**Task goal:** Copy the listing below, replacing every "instance" with "occurrence" and leaving everything else the same.
— start —
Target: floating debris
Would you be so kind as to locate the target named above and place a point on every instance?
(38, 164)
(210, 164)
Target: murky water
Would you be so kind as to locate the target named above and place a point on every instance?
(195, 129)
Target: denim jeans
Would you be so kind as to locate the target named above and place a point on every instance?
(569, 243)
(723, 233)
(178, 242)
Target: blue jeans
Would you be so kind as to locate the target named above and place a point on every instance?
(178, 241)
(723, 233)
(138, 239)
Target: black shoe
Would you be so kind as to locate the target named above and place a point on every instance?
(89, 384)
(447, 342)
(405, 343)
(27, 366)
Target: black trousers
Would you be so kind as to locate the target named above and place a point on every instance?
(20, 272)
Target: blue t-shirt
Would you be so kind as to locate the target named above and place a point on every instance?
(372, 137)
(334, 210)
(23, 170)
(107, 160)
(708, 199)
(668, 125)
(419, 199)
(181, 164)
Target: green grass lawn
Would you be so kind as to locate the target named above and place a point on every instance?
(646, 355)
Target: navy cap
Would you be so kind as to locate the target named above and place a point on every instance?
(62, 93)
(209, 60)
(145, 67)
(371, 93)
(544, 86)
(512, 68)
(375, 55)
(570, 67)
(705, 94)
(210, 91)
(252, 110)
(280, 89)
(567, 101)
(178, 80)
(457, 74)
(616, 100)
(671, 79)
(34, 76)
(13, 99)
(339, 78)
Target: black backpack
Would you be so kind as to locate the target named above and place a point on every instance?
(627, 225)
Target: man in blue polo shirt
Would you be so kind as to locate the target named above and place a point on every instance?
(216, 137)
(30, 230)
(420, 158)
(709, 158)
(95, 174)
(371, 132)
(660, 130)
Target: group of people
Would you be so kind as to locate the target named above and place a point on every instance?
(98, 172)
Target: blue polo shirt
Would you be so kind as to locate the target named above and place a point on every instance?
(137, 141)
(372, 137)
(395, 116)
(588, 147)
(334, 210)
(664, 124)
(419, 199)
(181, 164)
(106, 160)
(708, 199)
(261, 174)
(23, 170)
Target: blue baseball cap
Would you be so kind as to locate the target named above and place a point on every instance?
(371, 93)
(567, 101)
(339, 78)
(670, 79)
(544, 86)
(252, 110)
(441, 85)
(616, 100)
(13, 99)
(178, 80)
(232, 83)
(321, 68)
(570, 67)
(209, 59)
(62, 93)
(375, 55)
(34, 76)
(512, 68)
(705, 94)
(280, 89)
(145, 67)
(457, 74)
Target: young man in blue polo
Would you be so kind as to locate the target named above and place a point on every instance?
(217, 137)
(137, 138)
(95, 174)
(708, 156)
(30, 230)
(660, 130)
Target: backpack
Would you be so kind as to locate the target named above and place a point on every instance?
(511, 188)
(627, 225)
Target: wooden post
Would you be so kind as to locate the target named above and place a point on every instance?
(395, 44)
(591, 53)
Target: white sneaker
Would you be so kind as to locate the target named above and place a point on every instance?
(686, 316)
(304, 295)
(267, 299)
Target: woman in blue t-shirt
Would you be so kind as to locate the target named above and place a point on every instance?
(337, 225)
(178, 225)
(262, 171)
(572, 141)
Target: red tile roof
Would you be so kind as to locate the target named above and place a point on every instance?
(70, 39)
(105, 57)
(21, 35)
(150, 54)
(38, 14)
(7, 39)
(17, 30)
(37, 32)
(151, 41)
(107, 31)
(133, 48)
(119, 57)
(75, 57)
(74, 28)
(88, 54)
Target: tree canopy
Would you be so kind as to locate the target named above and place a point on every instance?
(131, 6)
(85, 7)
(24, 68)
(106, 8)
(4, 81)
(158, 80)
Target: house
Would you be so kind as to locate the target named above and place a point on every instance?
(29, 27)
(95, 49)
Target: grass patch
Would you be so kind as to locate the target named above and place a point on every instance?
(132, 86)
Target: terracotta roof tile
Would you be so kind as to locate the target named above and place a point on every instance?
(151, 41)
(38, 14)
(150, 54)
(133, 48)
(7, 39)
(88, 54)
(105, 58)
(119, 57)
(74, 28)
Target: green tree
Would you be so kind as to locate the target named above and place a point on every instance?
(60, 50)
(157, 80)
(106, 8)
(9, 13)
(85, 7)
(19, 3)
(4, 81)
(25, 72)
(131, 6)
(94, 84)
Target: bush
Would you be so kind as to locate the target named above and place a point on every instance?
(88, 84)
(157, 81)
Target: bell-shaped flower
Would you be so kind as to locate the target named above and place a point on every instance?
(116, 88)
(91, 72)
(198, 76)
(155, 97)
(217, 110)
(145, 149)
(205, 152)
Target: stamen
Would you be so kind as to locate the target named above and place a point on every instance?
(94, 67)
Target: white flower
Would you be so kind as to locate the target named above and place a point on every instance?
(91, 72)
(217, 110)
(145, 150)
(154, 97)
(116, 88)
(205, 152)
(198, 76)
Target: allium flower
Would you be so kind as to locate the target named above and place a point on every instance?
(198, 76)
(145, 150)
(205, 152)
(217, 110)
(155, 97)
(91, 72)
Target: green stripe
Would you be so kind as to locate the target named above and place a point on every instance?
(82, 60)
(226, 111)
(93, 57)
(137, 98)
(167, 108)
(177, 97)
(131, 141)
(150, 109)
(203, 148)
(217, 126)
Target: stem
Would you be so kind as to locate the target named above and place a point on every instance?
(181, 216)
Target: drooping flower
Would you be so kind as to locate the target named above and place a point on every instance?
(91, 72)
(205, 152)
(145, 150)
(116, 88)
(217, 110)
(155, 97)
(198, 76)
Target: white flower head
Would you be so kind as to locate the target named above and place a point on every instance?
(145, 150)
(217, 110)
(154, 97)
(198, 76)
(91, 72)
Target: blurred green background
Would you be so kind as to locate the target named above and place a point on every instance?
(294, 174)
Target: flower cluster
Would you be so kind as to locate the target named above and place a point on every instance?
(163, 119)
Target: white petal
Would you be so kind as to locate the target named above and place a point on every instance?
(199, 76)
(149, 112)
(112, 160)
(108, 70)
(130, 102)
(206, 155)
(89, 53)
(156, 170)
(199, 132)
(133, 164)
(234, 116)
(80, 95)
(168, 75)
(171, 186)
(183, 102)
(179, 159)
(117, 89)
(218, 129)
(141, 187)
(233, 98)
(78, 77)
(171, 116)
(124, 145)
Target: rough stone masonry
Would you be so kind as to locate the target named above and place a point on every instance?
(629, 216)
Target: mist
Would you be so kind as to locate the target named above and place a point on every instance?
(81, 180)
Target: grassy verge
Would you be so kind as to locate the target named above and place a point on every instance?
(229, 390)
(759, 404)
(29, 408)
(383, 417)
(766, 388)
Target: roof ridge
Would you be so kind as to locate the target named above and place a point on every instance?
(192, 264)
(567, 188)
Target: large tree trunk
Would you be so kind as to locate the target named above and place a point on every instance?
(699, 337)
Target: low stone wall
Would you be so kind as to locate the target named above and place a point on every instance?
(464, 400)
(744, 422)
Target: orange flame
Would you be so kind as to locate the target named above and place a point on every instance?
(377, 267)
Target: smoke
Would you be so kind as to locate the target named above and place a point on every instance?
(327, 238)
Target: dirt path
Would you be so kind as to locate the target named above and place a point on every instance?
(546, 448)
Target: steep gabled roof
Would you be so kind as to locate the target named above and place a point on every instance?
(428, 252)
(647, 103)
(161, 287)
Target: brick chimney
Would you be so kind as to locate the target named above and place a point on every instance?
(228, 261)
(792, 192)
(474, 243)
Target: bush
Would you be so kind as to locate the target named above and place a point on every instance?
— end —
**Reply to the exercise:**
Target: floating debris
Would you be so kind as to locate the target named above and place a point on every occurrence?
(38, 164)
(210, 164)
Target: murky water
Would you be so kind as to locate the target named above and place a point on every occurrence?
(195, 129)
Target: denim jeans
Would you be so kind as to locate the target named above and place a point on every occurrence?
(569, 243)
(723, 233)
(178, 242)
Target: blue jeans
Would you be so kind as to locate the target named above and place a point on every occurrence?
(178, 241)
(723, 233)
(138, 239)
Target: black shoe
Would you be so kind as to locate the target named above and place a point on every occurrence?
(89, 384)
(447, 342)
(405, 343)
(27, 366)
Target: black trousers
Would you be so kind as to locate the target named above and place a point on every occurrence?
(20, 272)
Target: blue t-shirt
Would you be so kind as to locate the target named above and place a point on every occurrence?
(372, 137)
(334, 210)
(23, 170)
(107, 160)
(708, 199)
(668, 125)
(419, 199)
(181, 164)
Target: green grass lawn
Would you be so kind as to locate the target named above and place a point on every occurrence?
(646, 355)
Target: navy cap
Would you be so kind as to locate the target named above and place a point on every occurrence?
(62, 93)
(209, 60)
(145, 67)
(371, 93)
(544, 86)
(512, 68)
(375, 55)
(570, 67)
(705, 94)
(210, 91)
(252, 110)
(280, 89)
(567, 101)
(178, 80)
(457, 74)
(616, 100)
(671, 79)
(34, 76)
(13, 99)
(339, 78)
Target: black backpack
Would you be so kind as to locate the target named above and place a point on every occurrence?
(627, 225)
Target: man in blue polo shirt
Would you be so kind as to locate the target named above and place a point on every occurrence?
(216, 137)
(30, 230)
(420, 158)
(709, 158)
(95, 174)
(371, 132)
(660, 130)
Target: group of people
Would you be so kind as to locate the target named above and place a point on every occurrence?
(98, 172)
Target: blue polo shirt
Would you be so kind as to locate the target named above and place a point on every occurrence?
(137, 141)
(372, 137)
(395, 116)
(588, 147)
(334, 210)
(664, 124)
(419, 199)
(181, 164)
(106, 160)
(708, 199)
(261, 174)
(23, 170)
Target: blue baseball cap
Would you be so kind as to locate the target named above and place a point on every occurrence?
(371, 93)
(567, 101)
(339, 78)
(670, 79)
(544, 86)
(252, 110)
(441, 85)
(616, 100)
(13, 99)
(178, 80)
(232, 83)
(321, 68)
(570, 67)
(209, 59)
(62, 93)
(375, 55)
(34, 76)
(512, 68)
(705, 94)
(280, 89)
(145, 67)
(457, 74)
Target: young man in blue polo
Would you be so kind as to locate the target named above and place a point on every occurrence?
(217, 137)
(137, 138)
(95, 174)
(708, 156)
(30, 230)
(660, 130)
Target: backpack
Would you be so kind as to locate the target named above and place a point on every occurrence?
(511, 188)
(627, 225)
Target: wooden post
Would you be so kind as to locate the target named above and place a point on every occurrence?
(395, 44)
(591, 53)
Target: white sneaker
Would you be so kind as to locate the target named above and place a point on every occurrence?
(686, 316)
(304, 295)
(267, 299)
Target: woman in blue t-shirt
Would you be so kind as to locate the target named above and place a point on every occurrence?
(337, 225)
(178, 225)
(262, 171)
(572, 141)
Target: red tile roof
Would you be so kind as to locate the target named above and place a point on every occurrence?
(70, 39)
(105, 57)
(21, 35)
(150, 54)
(38, 14)
(7, 39)
(17, 30)
(37, 32)
(151, 41)
(107, 31)
(133, 48)
(119, 57)
(75, 57)
(74, 28)
(88, 54)
Target: tree canopy
Would you be so kind as to locate the target named above and place a point on every occurrence?
(131, 6)
(85, 7)
(24, 68)
(106, 8)
(4, 81)
(158, 80)
Target: house
Would you be so kind as to locate the target named above and place a point on every occurrence?
(29, 27)
(95, 49)
Target: grass patch
Would you be so kind as to locate the target named above and place a point on every occurrence?
(132, 86)
Target: terracotta roof tile
Would you be so kind as to locate the target named above and place a point on every occurrence?
(151, 41)
(38, 14)
(150, 54)
(133, 48)
(7, 39)
(88, 54)
(105, 58)
(119, 57)
(74, 28)
Target: green tree
Would you be so kind as to locate the target named above and place a point on every occurrence?
(60, 50)
(157, 80)
(106, 8)
(9, 13)
(85, 7)
(19, 3)
(4, 81)
(25, 72)
(131, 6)
(94, 84)
Target: bush
Would you be so kind as to locate the target named above and place a point on every occurrence?
(88, 84)
(157, 81)
Target: bell-shaped flower
Would you be so kind as to locate the target named above and place a point on every occurrence?
(116, 88)
(91, 72)
(198, 76)
(155, 97)
(217, 110)
(145, 149)
(205, 152)
Target: stamen
Would you be so kind as to locate the target named above and place a point on every occurrence?
(94, 67)
Target: white flower
Would you be so kind as to locate the target named above and place a point on every occurrence?
(91, 72)
(217, 110)
(145, 150)
(154, 97)
(116, 88)
(205, 152)
(198, 76)
Target: allium flower
Would you be so kind as to locate the target named above and place a point on every occurrence?
(198, 76)
(145, 150)
(205, 152)
(217, 110)
(155, 97)
(91, 72)
Target: green stripe
Would you be so kind as to locate the target named above and place a point on every occurrence?
(82, 60)
(226, 111)
(93, 57)
(137, 98)
(167, 108)
(177, 97)
(131, 141)
(150, 109)
(203, 148)
(217, 126)
Target: stem
Would you be so kind as to locate the target named above and place a point on every occurrence?
(181, 216)
Target: drooping flower
Would you be so kind as to locate the target named above and place a point on every occurrence?
(91, 72)
(205, 152)
(145, 150)
(116, 88)
(217, 110)
(155, 97)
(198, 76)
Target: white flower head
Would you be so kind as to locate the target named above and place a point on every occurrence?
(145, 150)
(217, 110)
(154, 97)
(198, 76)
(91, 72)
Target: blurred green background
Would you be so kind as to locate the target named above and place a point on every occurrence?
(294, 174)
Target: flower cluster
Would you be so kind as to locate the target named above and place a point on every occurrence?
(163, 119)
Target: white petal
Would you be so kind as to locate the target named above and place a point on every occurrence?
(199, 76)
(149, 112)
(112, 160)
(108, 70)
(130, 102)
(206, 155)
(89, 53)
(156, 170)
(199, 132)
(133, 164)
(234, 116)
(80, 95)
(168, 75)
(171, 186)
(183, 102)
(179, 159)
(117, 89)
(218, 129)
(141, 187)
(233, 98)
(78, 77)
(171, 116)
(124, 145)
Target: rough stone masonry
Would you be so kind as to locate the target named above and place a point on every occurrence?
(629, 216)
Target: mist
Would you be so kind as to locate the target named above and place a point on every occurrence?
(81, 180)
Target: grassy verge
Would you be so kind as to locate the target named above and place a point on every occurrence?
(229, 390)
(759, 404)
(29, 408)
(383, 417)
(766, 388)
Target: roof ridge
Would you be so kind as to locate the target named above and place a point on every occurrence?
(192, 264)
(567, 188)
Target: large tree trunk
Would you be so kind as to locate the target named above and place a point on every occurrence?
(699, 337)
Target: low stone wall
Would you be so kind as to locate the target named above and place a point on every occurrence?
(464, 400)
(744, 422)
Target: orange flame
Would you be so kind as to locate the target named above and place a point on every occurrence?
(377, 267)
Target: smoke
Would you be so kind as to locate the target named above and place a point on every occurrence?
(327, 238)
Target: dirt path
Would you be so kind as to locate the target named above and place a point on every occurrence?
(546, 448)
Target: steep gabled roof
Would you be so kind as to locate the target named above and place a point on every occurrence?
(428, 252)
(647, 103)
(161, 287)
Target: brick chimney
Would you be so kind as to locate the target named above and place a point on every occurrence?
(228, 261)
(792, 192)
(474, 243)
Target: bush
Would you be so kind as to locate the target named above and place a point on every occurrence?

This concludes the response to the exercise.